_Texto extraído_.
+===+

12. Como la más competente Organización mundial, en todos los problemas de la cultura, la UNESCO no puede descuidar este otro punto absolutamente primordial: ¿Qué hacer para que la educación del hombre se realice sobre todo en la familia?

¿Cuál será el grado de moralidad pública que asegure a la familia, y sobre todo a los padres, la autoridad moral necesaria para este fin? ¿Qué tipo de instrucción? ¿Qué formas de legislación sostienen esta autoridad o, al contrario, la debilitan o destruyen? Las causas del éxito o del fracaso en la formación del hombre por su familia se sitúan siempre a la vez en el interior mismo del núcleo fundamentalmente creador de la cultura, que es la familia, y también a un nivel superior, el de la competencia del Estado y de los órganos, de quienes las familias dependen. Estos problemas no pueden dejar de provocar la reflexión y la preocupación en el foro donde se reúnen los representantes cualificados de los Estados.

No hay duda de que el hecho cultural primero y fundamental es el hombre espiritualmente maduro, es decir, el hombre plenamente educado, el hombre capaz de educarse por sí mismo y de educar a los otros. No hay duda tampoco de que la dimensión primera y fundamental de la cultura es la sana moralidad: la cultura moral.

13. En este campo se plantean, ciertamente, numerosas cuestiones particulares, pero la experiencia demuestra que todo va unido, y que estas cuestiones están encuadradas en sistemas de clara dependencia recíproca. Por ejemplo, en el conjunto del proceso educativo, de la educación escolar particularmente, ¿no ha tenido lugar un desplazamiento unilateral hacia la instrucción en el sentido estricto del término? Si se consideran las proporciones que ha tomado este fenómeno, así como el crecimiento sistemático de la instrucción que se refiere únicamente a lo que posee el hombre, ¿no es el hombre quien se encuentra cada vez más oscurecido? Esto lleva consigo una verdadera alienación de la educación: en lugar de obrar en favor de lo que el hombre debe "ser", la educación actúa únicamente en favor de lo que el hombre puede crecer en el aspecto del "tener", de la "posesión". La siguiente etapa de esta alienación es habituar al hombre, privándole de su propia subjetividad, a ser objeto de múltiples manipulaciones: las manipulaciones ideológicas o políticas que se hacen a través de la opinión pública; las que tienen lugar a través del monopolio o del control, por parte de las fuerzas económicas o de los poderes políticos, de los medios de comunicación social; la manipulación, finalmente, que consiste en enseñar la vida como manipulación específica de sí mismo.

+===+

_Entradas proporcionadas_.
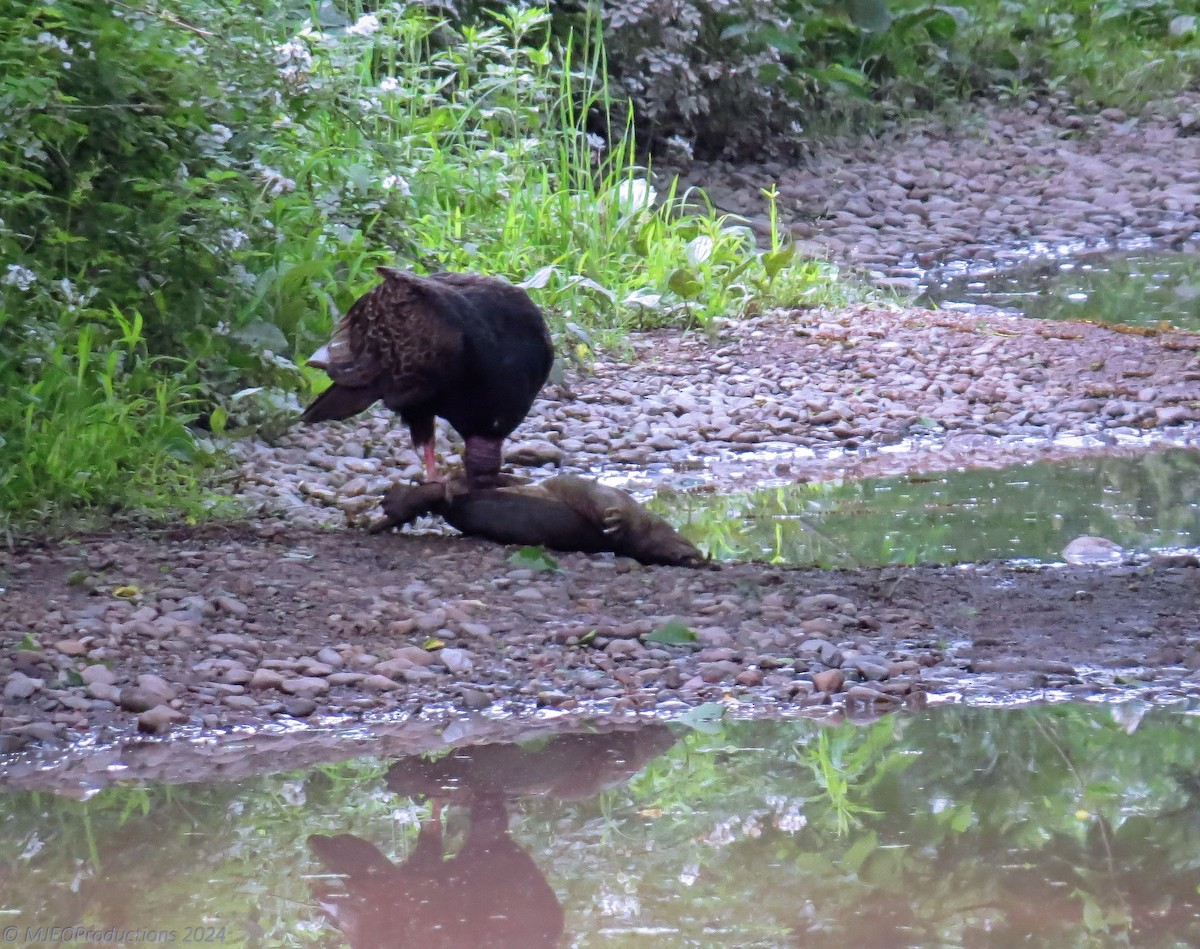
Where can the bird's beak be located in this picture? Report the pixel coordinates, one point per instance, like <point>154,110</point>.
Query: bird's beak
<point>319,360</point>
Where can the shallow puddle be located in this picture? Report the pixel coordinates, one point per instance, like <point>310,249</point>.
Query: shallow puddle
<point>1027,511</point>
<point>1051,826</point>
<point>1140,288</point>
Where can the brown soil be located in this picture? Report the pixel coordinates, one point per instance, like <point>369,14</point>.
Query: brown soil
<point>199,630</point>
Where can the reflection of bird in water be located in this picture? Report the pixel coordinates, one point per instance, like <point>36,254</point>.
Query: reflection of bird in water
<point>472,349</point>
<point>489,894</point>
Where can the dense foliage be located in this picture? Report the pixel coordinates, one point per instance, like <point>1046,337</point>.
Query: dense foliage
<point>192,192</point>
<point>712,77</point>
<point>193,197</point>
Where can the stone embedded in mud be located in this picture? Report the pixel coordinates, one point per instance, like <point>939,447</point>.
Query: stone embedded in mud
<point>829,680</point>
<point>160,719</point>
<point>21,686</point>
<point>1089,550</point>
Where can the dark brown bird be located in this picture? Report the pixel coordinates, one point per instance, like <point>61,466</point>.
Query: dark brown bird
<point>471,349</point>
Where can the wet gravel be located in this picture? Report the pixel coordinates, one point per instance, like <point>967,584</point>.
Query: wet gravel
<point>790,396</point>
<point>232,626</point>
<point>294,618</point>
<point>984,187</point>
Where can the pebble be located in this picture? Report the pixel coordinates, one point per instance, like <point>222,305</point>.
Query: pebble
<point>305,685</point>
<point>160,719</point>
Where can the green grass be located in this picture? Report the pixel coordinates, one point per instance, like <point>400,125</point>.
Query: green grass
<point>192,198</point>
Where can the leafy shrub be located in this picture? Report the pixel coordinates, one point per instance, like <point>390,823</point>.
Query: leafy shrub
<point>739,77</point>
<point>225,178</point>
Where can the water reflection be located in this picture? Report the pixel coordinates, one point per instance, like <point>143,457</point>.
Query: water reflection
<point>1141,288</point>
<point>490,892</point>
<point>1054,826</point>
<point>1024,511</point>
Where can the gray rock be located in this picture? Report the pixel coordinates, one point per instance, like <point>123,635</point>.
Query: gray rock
<point>160,719</point>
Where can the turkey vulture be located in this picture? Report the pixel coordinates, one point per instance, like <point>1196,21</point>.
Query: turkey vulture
<point>469,348</point>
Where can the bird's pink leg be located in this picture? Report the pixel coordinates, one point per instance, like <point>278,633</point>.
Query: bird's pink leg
<point>431,464</point>
<point>483,460</point>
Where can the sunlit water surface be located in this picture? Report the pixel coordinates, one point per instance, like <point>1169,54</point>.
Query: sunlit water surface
<point>1049,826</point>
<point>1139,288</point>
<point>1027,511</point>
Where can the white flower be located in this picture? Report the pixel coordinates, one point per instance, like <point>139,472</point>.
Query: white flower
<point>273,180</point>
<point>232,239</point>
<point>243,277</point>
<point>214,140</point>
<point>366,25</point>
<point>396,181</point>
<point>18,276</point>
<point>791,821</point>
<point>51,40</point>
<point>294,61</point>
<point>293,52</point>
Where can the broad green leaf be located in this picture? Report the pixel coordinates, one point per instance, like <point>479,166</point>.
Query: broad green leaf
<point>534,558</point>
<point>700,250</point>
<point>775,260</point>
<point>672,632</point>
<point>706,718</point>
<point>685,284</point>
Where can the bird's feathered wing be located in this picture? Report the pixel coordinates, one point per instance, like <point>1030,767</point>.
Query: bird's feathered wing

+===+

_Instrucciones_.
**a)** Cita literalmente el fragmento del texto extraído que va desde "No hay duda de" hasta "la cultura moral.", ambos incluidos.
**b)** Según el texto extraído, ¿cuál es la dimensión primera y fundamental de la cultura?

_Resultados por tarea_.
**a)**
No hay duda de que el hecho cultural primero y fundamental es el hombre espiritualmente maduro, es decir, el hombre plenamente educado, el hombre capaz de educarse por sí mismo y de educar a los otros. No hay duda tampoco de que la dimensión primera y fundamental de la cultura es la sana moralidad: la cultura moral.

**b)** La sana moralidad, es decir, la cultura moral.